(Excerpted data)

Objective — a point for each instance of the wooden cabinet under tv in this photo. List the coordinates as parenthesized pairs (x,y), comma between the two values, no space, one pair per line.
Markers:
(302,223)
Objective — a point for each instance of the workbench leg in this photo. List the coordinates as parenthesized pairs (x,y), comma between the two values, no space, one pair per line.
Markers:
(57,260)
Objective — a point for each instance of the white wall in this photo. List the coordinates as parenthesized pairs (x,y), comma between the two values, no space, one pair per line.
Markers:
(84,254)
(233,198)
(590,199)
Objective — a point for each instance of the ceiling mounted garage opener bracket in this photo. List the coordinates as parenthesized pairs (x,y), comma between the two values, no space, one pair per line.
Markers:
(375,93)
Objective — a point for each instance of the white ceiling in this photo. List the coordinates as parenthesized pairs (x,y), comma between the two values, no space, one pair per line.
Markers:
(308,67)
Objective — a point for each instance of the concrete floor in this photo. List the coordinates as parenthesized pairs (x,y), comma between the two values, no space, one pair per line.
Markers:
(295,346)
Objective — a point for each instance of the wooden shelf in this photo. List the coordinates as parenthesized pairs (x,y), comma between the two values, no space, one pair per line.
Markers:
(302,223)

(End Excerpted data)
(Excerpted data)

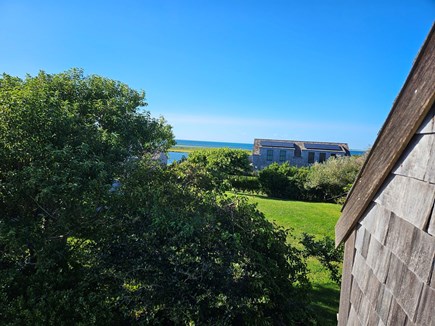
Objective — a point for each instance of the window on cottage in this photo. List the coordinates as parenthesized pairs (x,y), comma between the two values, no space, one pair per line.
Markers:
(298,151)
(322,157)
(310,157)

(End Excerpted data)

> _Task_: Where a line of the data holds the word "instance", copy that line.

> _Answer area_:
Objective — a point for each instance of the wooden cabinet under tv in this photo. List the coordinates as parenthesized pairs (x,y), comma between the two values, no space, one pair per line.
Objective — a point for each instance of the workbench leg in this photo. List the coordinates as parenthesized pairs (x,y), comma between the two values, no space, one pair per line.
Objective — a point for each instance of the white wall in this photo. List the coordinates as parenthesized pairs (x,y), comma between the two values, no space, one pair per line.
Objective — a point for each instance of the ceiling mounted garage opener bracket in this photo. List the coordinates as parenthesized pairs (x,y), comma between the two values, no space, one pair per line.
Objective — a point for each instance of the white ceiling in this photo. List the coordinates as parenthesized pairs (x,y), comma between the two values, no space, one pair per line.
Objective — a point for each instance of the concrete floor in this photo. List the coordinates as parenthesized pairs (x,y), comma between the two values, no space, one pair per line.
Objective — a point for each instance of the wooden shelf in this photo. List the coordinates as parenthesized pairs (x,y), comma between the two values, no space, one pair per line.
Objective — a point for each instance of the window on cottage in this photo. List the coordinates as parenthesized pairs (x,y), comma between the two values, no space, one pair per line.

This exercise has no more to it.